Dataset items:

-*-*-

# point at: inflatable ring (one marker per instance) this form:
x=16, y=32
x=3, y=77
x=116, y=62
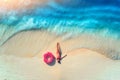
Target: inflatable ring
x=48, y=58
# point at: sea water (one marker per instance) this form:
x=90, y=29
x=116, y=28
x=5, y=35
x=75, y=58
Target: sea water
x=74, y=17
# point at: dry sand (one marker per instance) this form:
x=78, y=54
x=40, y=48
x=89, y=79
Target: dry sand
x=22, y=59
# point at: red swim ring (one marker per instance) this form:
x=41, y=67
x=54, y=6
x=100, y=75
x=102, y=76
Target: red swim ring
x=48, y=58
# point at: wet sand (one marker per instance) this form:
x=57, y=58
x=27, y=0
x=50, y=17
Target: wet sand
x=21, y=58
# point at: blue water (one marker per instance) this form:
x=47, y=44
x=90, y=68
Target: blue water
x=99, y=17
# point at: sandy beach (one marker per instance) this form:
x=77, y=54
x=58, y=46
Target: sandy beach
x=21, y=58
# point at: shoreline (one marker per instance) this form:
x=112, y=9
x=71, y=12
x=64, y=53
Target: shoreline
x=46, y=40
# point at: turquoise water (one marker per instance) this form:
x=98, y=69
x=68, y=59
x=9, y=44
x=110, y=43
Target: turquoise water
x=99, y=17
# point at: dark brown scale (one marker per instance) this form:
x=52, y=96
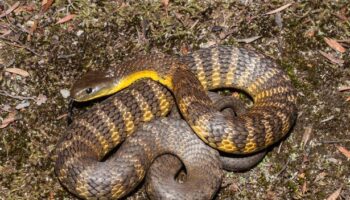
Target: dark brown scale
x=270, y=118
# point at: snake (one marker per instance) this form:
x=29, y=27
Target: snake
x=190, y=77
x=90, y=175
x=92, y=137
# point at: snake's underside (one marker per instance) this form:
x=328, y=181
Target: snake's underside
x=106, y=125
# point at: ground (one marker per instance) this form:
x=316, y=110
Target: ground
x=40, y=39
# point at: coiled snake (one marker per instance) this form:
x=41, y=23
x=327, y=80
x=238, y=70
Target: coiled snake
x=270, y=118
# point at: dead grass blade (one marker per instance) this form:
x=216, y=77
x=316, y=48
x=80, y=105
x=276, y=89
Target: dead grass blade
x=11, y=117
x=279, y=9
x=46, y=4
x=18, y=71
x=344, y=88
x=306, y=136
x=331, y=58
x=249, y=40
x=8, y=11
x=344, y=151
x=335, y=194
x=334, y=45
x=65, y=19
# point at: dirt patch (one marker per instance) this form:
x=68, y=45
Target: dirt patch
x=103, y=33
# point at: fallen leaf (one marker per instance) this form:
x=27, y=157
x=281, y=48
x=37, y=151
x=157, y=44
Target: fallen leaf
x=6, y=108
x=306, y=136
x=279, y=9
x=320, y=177
x=334, y=44
x=310, y=33
x=41, y=99
x=332, y=58
x=344, y=151
x=26, y=8
x=45, y=5
x=11, y=117
x=22, y=105
x=33, y=27
x=62, y=116
x=8, y=11
x=5, y=32
x=65, y=93
x=304, y=188
x=65, y=19
x=18, y=71
x=165, y=3
x=335, y=194
x=184, y=49
x=327, y=119
x=343, y=88
x=249, y=40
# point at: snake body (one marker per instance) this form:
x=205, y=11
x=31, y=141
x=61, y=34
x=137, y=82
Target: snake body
x=268, y=121
x=95, y=134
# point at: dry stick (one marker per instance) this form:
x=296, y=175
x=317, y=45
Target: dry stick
x=283, y=168
x=334, y=141
x=4, y=93
x=18, y=44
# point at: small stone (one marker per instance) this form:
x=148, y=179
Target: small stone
x=79, y=33
x=65, y=93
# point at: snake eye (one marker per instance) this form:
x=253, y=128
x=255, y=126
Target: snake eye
x=88, y=90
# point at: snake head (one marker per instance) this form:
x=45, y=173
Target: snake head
x=94, y=84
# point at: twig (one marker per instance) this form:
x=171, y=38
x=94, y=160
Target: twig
x=334, y=141
x=18, y=44
x=283, y=168
x=4, y=93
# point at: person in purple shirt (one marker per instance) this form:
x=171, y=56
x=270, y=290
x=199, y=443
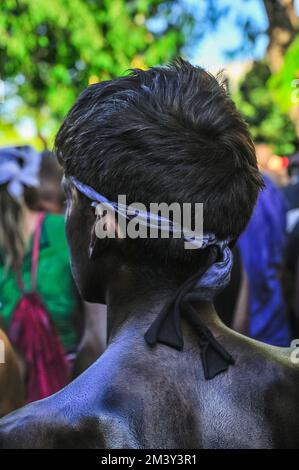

-*-*-

→ Work item
Return all of the lines above without alteration, minus the pictures.

→ Answer below
# point at: inflatable ring (one marker per instance) this form:
x=16, y=32
x=3, y=77
x=116, y=62
Target: inflatable ring
x=48, y=58
# point at: sea water (one marker per instance) this form:
x=90, y=29
x=116, y=28
x=5, y=35
x=75, y=58
Target: sea water
x=74, y=17
# point at: dry sand (one marker per instance) this form:
x=78, y=54
x=40, y=48
x=89, y=79
Target: dry sand
x=22, y=59
# point at: red swim ring (one marker per instance) this form:
x=41, y=67
x=54, y=6
x=100, y=75
x=102, y=76
Target: red swim ring
x=48, y=58
# point at: wet sand (one marker per instance) this form:
x=57, y=58
x=27, y=0
x=50, y=17
Target: wet sand
x=21, y=58
# point at: blue water (one marker per instance) this form:
x=47, y=44
x=90, y=68
Target: blue water
x=99, y=17
# point at: sandy beach (one marker per instance) this form:
x=77, y=54
x=58, y=46
Target: sandy beach
x=21, y=58
# point at: shoreline (one marker per instance) this form:
x=112, y=9
x=71, y=12
x=64, y=53
Target: shoreline
x=46, y=40
# point at: turquoise water (one marker per instance) this form:
x=98, y=69
x=68, y=59
x=9, y=44
x=110, y=43
Target: turquoise water
x=99, y=17
# point at: dark brown scale (one marker per instance) this form:
x=52, y=96
Target: dark brown scale
x=270, y=118
# point at: snake (one marker per instance) this form:
x=29, y=27
Target: snake
x=190, y=77
x=90, y=175
x=92, y=137
# point at: snake's underside (one marker per instance) this form:
x=328, y=181
Target: snake's underside
x=106, y=125
# point at: ground (one marker per instance) this form:
x=316, y=110
Target: ground
x=40, y=39
# point at: coiled snake (one marker per instance) this form:
x=41, y=23
x=327, y=80
x=238, y=70
Target: coiled snake
x=270, y=118
# point at: dead grass blade (one marker per instance) this form:
x=216, y=77
x=316, y=48
x=80, y=105
x=276, y=89
Target: dead grass blade
x=11, y=117
x=279, y=9
x=46, y=4
x=18, y=71
x=344, y=88
x=306, y=136
x=331, y=58
x=249, y=40
x=8, y=11
x=344, y=151
x=335, y=194
x=334, y=45
x=65, y=19
# point at: dirt patch (one marker per instance) this form:
x=68, y=45
Target: dirt patch
x=103, y=33
# point at: fallen leaf (one marker per instance) this form:
x=27, y=157
x=281, y=48
x=37, y=151
x=157, y=44
Target: fallen leaf
x=6, y=108
x=306, y=136
x=279, y=9
x=320, y=177
x=334, y=44
x=310, y=33
x=41, y=99
x=332, y=58
x=344, y=151
x=26, y=8
x=45, y=5
x=11, y=117
x=22, y=105
x=33, y=27
x=62, y=116
x=8, y=11
x=5, y=32
x=65, y=93
x=304, y=188
x=65, y=19
x=18, y=71
x=165, y=3
x=335, y=194
x=184, y=49
x=327, y=119
x=343, y=88
x=249, y=40
# point at: snake body (one marker per instance) this form:
x=205, y=11
x=31, y=141
x=61, y=34
x=137, y=82
Target: snake body
x=268, y=121
x=95, y=134
# point at: dry stick (one marker per instance) this form:
x=296, y=175
x=317, y=45
Target: dry stick
x=283, y=168
x=334, y=141
x=4, y=93
x=18, y=44
# point at: small stone (one marker per instance) this form:
x=148, y=179
Target: small stone
x=79, y=33
x=65, y=93
# point at: snake eye (one marker per instance) this form:
x=253, y=128
x=255, y=126
Target: snake eye
x=88, y=90
# point at: snake head (one marker per instance) this form:
x=45, y=173
Target: snake head
x=94, y=84
# point at: twig (one marker per instance) this form:
x=171, y=38
x=94, y=160
Target: twig
x=334, y=141
x=18, y=44
x=283, y=168
x=4, y=93
# point at: person in purple shirt (one marker per instance) this form:
x=171, y=56
x=270, y=290
x=199, y=443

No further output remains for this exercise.